- **Records drawn from a dataset**
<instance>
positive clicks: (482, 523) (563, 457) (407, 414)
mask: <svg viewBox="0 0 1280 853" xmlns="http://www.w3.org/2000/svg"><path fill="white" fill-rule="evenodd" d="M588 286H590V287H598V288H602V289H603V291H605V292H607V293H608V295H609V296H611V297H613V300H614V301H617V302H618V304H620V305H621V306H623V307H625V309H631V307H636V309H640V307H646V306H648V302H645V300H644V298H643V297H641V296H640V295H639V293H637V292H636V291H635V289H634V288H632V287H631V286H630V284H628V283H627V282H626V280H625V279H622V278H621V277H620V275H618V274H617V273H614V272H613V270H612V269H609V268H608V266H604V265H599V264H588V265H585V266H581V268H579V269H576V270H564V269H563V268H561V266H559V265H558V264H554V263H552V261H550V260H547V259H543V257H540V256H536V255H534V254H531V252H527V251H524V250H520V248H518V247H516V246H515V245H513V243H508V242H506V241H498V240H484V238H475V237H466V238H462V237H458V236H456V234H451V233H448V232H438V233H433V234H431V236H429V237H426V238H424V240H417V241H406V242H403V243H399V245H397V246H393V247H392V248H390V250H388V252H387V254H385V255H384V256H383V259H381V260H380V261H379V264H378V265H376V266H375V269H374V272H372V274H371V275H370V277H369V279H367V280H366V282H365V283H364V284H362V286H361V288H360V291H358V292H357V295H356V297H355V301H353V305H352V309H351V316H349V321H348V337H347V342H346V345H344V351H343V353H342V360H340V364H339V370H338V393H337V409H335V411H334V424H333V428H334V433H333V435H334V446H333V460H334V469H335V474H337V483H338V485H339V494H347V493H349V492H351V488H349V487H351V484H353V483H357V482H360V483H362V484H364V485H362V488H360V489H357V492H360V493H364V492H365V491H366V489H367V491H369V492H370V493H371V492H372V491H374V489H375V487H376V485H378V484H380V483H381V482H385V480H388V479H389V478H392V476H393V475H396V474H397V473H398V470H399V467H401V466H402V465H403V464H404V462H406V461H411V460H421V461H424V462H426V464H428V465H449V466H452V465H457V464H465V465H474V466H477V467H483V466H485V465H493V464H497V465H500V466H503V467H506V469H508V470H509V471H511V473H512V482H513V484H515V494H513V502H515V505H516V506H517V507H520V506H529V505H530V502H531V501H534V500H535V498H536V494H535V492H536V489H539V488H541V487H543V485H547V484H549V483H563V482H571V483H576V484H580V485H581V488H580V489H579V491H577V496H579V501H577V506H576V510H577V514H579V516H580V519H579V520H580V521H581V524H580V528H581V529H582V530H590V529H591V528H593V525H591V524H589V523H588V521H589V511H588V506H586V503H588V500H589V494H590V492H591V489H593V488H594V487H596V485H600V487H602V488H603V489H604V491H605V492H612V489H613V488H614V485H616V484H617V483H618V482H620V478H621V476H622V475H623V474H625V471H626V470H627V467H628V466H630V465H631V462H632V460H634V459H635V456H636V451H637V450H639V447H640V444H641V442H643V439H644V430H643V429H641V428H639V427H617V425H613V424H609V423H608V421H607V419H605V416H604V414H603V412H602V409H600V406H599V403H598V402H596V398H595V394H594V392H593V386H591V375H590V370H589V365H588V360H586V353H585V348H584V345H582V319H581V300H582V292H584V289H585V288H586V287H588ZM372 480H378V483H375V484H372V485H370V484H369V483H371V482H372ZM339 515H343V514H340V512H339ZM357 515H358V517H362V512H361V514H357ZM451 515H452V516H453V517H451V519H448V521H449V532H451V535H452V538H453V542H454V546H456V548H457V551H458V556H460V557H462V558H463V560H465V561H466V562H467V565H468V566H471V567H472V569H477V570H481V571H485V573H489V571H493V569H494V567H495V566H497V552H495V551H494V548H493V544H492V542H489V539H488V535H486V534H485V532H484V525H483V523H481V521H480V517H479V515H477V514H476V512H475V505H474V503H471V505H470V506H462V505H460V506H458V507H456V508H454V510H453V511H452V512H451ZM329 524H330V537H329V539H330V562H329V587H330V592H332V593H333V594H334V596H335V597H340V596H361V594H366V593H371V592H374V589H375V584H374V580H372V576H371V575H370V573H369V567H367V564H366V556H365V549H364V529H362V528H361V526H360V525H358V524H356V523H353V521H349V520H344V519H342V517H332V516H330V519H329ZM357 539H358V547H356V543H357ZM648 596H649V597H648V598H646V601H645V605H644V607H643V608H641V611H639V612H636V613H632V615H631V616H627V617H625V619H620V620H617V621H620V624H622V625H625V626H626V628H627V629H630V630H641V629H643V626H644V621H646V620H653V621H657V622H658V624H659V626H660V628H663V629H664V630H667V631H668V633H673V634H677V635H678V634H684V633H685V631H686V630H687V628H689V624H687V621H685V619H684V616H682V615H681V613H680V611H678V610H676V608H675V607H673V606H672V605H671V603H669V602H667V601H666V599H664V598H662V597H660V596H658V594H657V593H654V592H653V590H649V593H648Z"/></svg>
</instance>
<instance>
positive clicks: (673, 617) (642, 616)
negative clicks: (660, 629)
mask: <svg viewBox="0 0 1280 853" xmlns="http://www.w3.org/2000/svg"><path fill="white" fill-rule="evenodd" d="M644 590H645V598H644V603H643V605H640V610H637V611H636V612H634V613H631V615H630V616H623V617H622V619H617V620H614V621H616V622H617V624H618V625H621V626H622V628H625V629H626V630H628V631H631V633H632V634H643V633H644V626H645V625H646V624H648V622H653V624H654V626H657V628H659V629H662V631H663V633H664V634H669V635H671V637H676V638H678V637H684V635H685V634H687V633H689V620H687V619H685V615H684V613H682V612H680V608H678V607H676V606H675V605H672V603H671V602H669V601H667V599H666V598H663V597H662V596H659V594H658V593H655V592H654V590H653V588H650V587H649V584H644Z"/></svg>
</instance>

- **What is expected**
Give the number of lines in the entries above that contain the string "positive", and nothing more.

- **Output**
2